# Just bought LP540



## Softy (Jul 19, 2009)

It need new packing. You know any good online I can buy one since spraymall only carry blue stuff.


----------



## straight_lines (Oct 17, 2007)

http://www.urepairsprayerparts.com/

He is an active member here as well if you want to contact him here.
http://www.painttalk.com/members/mr-fixit-4415/


----------



## mr.fixit (Aug 16, 2009)

Thanks Tommy I will pm softy


----------



## Softy (Jul 19, 2009)

Just bought the kit from the guy. Now I need to figure out DIY spanner wrench to remove the packing housing, something flat with hook at the end.


----------



## NCPaint1 (Aug 6, 2009)

Softy said:


> Just bought the kit from the guy. Now I need to figure out DIY spanner wrench to remove the packing housing, something flat with hook at the end.


Which part? The packing nut at the top of the fluid section? Pic please, you dont really need any special tools.


----------



## Softy (Jul 19, 2009)

NCPaint1 said:


> Which part? The packing nut at the top of the fluid section? Pic please, you dont really need any special tools.


I only got the link to airlessco. I can't hit it with hammer and screw driver like Graco. It has round aluminum w/ hole for packing nut.


----------



## NCPaint1 (Aug 6, 2009)

Use anything that will fit in the hole. A screwdriver works well, it shouldn't be tight. They have a steel rod that you can use, but a screwdriver works too.

■ **Information shown**:

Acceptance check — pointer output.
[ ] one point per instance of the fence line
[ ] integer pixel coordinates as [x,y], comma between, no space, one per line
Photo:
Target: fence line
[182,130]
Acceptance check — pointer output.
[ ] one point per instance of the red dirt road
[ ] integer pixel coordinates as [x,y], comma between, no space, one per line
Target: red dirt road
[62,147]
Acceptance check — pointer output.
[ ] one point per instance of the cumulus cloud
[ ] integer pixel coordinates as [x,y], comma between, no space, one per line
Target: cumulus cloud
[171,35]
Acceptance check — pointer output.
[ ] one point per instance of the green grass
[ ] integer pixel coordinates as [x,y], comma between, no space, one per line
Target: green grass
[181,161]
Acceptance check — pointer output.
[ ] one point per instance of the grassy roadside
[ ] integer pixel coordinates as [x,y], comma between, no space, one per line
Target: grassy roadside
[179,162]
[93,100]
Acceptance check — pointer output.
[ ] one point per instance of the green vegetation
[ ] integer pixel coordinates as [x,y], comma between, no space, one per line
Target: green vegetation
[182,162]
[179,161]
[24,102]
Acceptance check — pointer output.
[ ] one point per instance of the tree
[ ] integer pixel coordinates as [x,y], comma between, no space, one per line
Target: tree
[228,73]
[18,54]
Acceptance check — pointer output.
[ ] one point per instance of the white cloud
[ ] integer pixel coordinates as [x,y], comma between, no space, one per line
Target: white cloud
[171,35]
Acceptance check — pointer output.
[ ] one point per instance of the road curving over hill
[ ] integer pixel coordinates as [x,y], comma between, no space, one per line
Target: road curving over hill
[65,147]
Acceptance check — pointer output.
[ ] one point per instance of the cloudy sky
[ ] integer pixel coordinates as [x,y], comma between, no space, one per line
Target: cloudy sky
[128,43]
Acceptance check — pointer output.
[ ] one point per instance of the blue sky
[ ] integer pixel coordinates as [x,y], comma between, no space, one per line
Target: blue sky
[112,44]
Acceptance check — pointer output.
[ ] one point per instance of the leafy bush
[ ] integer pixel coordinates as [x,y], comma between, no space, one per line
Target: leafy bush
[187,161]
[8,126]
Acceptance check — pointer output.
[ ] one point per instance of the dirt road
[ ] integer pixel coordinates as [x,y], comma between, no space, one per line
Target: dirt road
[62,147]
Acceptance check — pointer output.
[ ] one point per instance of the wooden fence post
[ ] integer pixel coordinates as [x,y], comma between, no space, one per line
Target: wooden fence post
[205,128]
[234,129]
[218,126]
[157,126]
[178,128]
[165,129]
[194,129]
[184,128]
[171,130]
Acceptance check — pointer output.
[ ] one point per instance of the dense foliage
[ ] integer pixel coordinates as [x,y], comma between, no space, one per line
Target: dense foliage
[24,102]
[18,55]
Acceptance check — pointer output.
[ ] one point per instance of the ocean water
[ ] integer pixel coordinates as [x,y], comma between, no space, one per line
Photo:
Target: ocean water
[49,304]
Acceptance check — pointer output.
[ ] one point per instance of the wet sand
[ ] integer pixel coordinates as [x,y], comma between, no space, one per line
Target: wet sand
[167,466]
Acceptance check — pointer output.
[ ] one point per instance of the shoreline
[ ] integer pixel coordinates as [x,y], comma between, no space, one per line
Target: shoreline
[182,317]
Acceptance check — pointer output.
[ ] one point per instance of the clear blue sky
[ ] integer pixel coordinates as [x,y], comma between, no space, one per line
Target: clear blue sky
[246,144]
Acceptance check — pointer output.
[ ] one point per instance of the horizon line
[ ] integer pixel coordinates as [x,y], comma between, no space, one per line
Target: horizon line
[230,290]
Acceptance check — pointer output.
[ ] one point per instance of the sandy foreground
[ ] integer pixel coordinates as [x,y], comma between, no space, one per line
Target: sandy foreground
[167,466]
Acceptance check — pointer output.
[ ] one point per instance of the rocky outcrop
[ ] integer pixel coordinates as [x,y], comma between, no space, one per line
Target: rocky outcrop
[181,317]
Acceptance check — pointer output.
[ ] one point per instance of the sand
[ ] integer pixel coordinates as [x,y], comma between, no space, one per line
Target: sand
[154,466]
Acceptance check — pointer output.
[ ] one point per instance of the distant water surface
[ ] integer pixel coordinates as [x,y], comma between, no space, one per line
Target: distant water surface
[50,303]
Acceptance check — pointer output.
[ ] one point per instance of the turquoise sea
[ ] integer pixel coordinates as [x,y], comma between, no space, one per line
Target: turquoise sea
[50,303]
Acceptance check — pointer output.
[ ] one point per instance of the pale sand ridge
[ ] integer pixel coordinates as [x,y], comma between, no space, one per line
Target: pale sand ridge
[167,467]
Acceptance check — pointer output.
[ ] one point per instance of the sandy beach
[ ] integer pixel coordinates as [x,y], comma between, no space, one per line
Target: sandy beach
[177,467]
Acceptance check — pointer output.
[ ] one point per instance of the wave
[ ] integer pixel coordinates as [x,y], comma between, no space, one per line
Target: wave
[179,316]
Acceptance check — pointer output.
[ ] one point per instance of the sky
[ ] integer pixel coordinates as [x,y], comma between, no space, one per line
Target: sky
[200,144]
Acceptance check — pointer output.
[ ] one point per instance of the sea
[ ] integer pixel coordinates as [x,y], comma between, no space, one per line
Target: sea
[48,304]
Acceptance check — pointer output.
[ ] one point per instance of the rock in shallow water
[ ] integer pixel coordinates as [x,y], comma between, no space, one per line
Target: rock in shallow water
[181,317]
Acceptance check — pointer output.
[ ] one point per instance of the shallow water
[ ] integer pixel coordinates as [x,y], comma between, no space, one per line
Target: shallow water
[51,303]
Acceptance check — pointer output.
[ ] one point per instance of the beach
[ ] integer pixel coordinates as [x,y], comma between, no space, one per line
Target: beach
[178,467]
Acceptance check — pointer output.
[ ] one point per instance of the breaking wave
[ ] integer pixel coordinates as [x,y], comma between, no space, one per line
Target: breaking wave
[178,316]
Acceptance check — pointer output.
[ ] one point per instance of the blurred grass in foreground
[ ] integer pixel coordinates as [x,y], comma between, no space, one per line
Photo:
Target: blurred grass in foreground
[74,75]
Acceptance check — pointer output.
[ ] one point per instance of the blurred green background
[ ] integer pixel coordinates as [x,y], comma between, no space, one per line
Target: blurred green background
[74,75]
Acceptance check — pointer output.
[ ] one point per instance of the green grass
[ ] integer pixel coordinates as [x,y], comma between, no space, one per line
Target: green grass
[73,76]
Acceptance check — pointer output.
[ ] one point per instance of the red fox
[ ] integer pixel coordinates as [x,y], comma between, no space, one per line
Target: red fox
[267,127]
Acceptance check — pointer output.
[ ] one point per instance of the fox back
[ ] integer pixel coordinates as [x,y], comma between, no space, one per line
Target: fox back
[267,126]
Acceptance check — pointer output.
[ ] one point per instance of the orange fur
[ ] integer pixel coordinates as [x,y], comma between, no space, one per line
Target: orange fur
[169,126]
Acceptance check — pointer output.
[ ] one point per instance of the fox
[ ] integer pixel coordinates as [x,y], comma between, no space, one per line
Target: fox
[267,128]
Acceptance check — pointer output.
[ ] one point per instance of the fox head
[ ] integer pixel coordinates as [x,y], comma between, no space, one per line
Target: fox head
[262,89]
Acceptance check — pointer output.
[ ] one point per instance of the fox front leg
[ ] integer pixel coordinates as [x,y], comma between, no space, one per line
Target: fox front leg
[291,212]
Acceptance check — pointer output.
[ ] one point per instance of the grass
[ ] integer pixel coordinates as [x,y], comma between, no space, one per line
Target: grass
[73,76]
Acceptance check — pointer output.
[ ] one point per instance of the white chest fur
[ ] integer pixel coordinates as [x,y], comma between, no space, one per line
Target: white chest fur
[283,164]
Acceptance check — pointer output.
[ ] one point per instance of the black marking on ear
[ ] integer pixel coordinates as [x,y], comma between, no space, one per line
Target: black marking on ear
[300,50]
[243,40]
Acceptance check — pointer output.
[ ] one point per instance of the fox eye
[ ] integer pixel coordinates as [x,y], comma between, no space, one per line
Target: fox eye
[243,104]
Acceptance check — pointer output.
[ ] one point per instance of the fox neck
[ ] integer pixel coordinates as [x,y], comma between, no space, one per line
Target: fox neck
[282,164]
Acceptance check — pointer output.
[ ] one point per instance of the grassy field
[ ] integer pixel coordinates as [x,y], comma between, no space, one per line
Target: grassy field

■ **Exercise**:
Copy out the whole LP540 packing thread above word for word, with nothing left out or changed.

■ **Result below**:
# Just bought LP540



## Softy (Jul 19, 2009)

It need new packing. You know any good online I can buy one since spraymall only carry blue stuff.


----------



## straight_lines (Oct 17, 2007)

http://www.urepairsprayerparts.com/

He is an active member here as well if you want to contact him here.
http://www.painttalk.com/members/mr-fixit-4415/


----------



## mr.fixit (Aug 16, 2009)

Thanks Tommy I will pm softy


----------



## Softy (Jul 19, 2009)

Just bought the kit from the guy. Now I need to figure out DIY spanner wrench to remove the packing housing, something flat with hook at the end.


----------



## NCPaint1 (Aug 6, 2009)

Softy said:


> Just bought the kit from the guy. Now I need to figure out DIY spanner wrench to remove the packing housing, something flat with hook at the end.


Which part? The packing nut at the top of the fluid section? Pic please, you dont really need any special tools.


----------



## Softy (Jul 19, 2009)

NCPaint1 said:


> Which part? The packing nut at the top of the fluid section? Pic please, you dont really need any special tools.


I only got the link to airlessco. I can't hit it with hammer and screw driver like Graco. It has round aluminum w/ hole for packing nut.


----------



## NCPaint1 (Aug 6, 2009)

Use anything that will fit in the hole. A screwdriver works well, it shouldn't be tight. They have a steel rod that you can use, but a screwdriver works too.